● Work task: Print each entry below precisely as shown.

● Data for analysis:
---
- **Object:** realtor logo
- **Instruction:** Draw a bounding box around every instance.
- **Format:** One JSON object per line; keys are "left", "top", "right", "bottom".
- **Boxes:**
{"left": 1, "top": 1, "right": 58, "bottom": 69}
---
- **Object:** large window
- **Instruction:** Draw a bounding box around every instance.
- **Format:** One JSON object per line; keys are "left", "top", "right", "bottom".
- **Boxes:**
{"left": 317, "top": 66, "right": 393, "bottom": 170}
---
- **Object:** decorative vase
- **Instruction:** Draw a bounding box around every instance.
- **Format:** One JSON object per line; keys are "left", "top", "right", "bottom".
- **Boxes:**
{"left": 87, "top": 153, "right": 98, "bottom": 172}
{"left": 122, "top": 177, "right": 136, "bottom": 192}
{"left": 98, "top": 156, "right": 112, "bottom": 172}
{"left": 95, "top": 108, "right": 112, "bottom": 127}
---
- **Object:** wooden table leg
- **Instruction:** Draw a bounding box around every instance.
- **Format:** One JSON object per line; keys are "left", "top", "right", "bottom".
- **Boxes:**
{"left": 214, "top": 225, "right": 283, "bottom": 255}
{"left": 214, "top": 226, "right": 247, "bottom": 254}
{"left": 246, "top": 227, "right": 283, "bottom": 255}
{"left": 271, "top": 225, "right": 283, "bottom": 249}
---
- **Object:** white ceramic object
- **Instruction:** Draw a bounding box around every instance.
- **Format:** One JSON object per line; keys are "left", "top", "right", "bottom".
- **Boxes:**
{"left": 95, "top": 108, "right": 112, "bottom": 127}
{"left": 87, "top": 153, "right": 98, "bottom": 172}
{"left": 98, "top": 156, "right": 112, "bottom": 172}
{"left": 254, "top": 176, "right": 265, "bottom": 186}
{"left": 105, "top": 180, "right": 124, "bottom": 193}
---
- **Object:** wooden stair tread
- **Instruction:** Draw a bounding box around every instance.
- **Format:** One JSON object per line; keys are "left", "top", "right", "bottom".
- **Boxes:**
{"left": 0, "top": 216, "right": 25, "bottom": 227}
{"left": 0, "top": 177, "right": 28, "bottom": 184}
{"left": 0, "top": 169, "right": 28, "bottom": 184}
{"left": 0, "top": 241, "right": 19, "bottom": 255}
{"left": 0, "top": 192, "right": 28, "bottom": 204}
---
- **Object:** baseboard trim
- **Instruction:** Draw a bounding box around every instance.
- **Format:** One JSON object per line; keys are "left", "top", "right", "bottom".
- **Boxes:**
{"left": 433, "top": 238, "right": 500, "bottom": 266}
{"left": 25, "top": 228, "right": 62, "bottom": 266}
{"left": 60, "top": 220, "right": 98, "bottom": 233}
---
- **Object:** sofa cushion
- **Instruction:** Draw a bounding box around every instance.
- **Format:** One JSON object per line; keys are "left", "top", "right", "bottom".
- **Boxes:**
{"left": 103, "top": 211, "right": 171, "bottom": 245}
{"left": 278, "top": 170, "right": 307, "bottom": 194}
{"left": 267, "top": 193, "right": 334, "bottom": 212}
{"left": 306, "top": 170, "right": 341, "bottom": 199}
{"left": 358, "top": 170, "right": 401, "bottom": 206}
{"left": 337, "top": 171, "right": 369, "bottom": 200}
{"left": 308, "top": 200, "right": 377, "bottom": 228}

● Task output:
---
- **Object:** realtor logo
- **Instruction:** Draw a bounding box around every instance.
- **Format:** One JSON object per line; keys are "left", "top", "right", "bottom".
- **Boxes:**
{"left": 1, "top": 1, "right": 58, "bottom": 69}
---
- **Object:** large window
- **Instruction:** Draw a bounding box around every instance.
- **Format:** One JSON object per line; keys are "left", "top", "right", "bottom".
- **Boxes:**
{"left": 317, "top": 66, "right": 393, "bottom": 170}
---
- **Object:** decorative vase
- **Instruction:** Draw a bounding box around every instance.
- **Format:** One JSON object per line; keys are "left", "top", "right", "bottom".
- **Boxes:**
{"left": 87, "top": 153, "right": 98, "bottom": 172}
{"left": 122, "top": 177, "right": 136, "bottom": 192}
{"left": 98, "top": 156, "right": 112, "bottom": 172}
{"left": 95, "top": 108, "right": 112, "bottom": 127}
---
- **Object:** wooden table leg
- **Instruction:** Draw a bounding box around every instance.
- **Format:** One JSON object per line; keys are "left", "top", "right", "bottom".
- **Boxes:**
{"left": 214, "top": 225, "right": 283, "bottom": 255}
{"left": 214, "top": 226, "right": 247, "bottom": 254}
{"left": 246, "top": 227, "right": 283, "bottom": 255}
{"left": 271, "top": 225, "right": 283, "bottom": 249}
---
- **Object:** white ceramic object
- **Instruction:** Draw a bounding box around every instance.
- **Format:** One JSON object per line; keys are "left", "top", "right", "bottom".
- **Boxes:**
{"left": 95, "top": 108, "right": 112, "bottom": 127}
{"left": 87, "top": 153, "right": 98, "bottom": 172}
{"left": 98, "top": 156, "right": 112, "bottom": 172}
{"left": 254, "top": 176, "right": 265, "bottom": 186}
{"left": 105, "top": 180, "right": 124, "bottom": 193}
---
- **Object:** wooden stair tread
- **Instruction:** Draw a bounding box around every instance.
- **Format:** One JSON object per line; keys are "left", "top", "right", "bottom".
- **Boxes:**
{"left": 0, "top": 216, "right": 25, "bottom": 227}
{"left": 0, "top": 177, "right": 28, "bottom": 184}
{"left": 0, "top": 169, "right": 28, "bottom": 184}
{"left": 0, "top": 241, "right": 19, "bottom": 255}
{"left": 0, "top": 192, "right": 28, "bottom": 204}
---
- **Object:** baseboard trim
- **Instruction:** Draw a bounding box around every instance.
- **Format:** One JSON object per line; keys are "left", "top", "right", "bottom".
- **Boxes:**
{"left": 433, "top": 238, "right": 500, "bottom": 266}
{"left": 25, "top": 228, "right": 62, "bottom": 266}
{"left": 60, "top": 220, "right": 98, "bottom": 233}
---
- **Object:** sofa cushion
- **Instruction:** Draw a bounding box around every instance.
- **Format:** One JSON object per line; keys are "left", "top", "right", "bottom".
- **Boxes:**
{"left": 103, "top": 211, "right": 171, "bottom": 245}
{"left": 278, "top": 170, "right": 307, "bottom": 194}
{"left": 267, "top": 193, "right": 334, "bottom": 212}
{"left": 306, "top": 170, "right": 341, "bottom": 199}
{"left": 358, "top": 170, "right": 401, "bottom": 206}
{"left": 337, "top": 171, "right": 369, "bottom": 200}
{"left": 308, "top": 200, "right": 377, "bottom": 228}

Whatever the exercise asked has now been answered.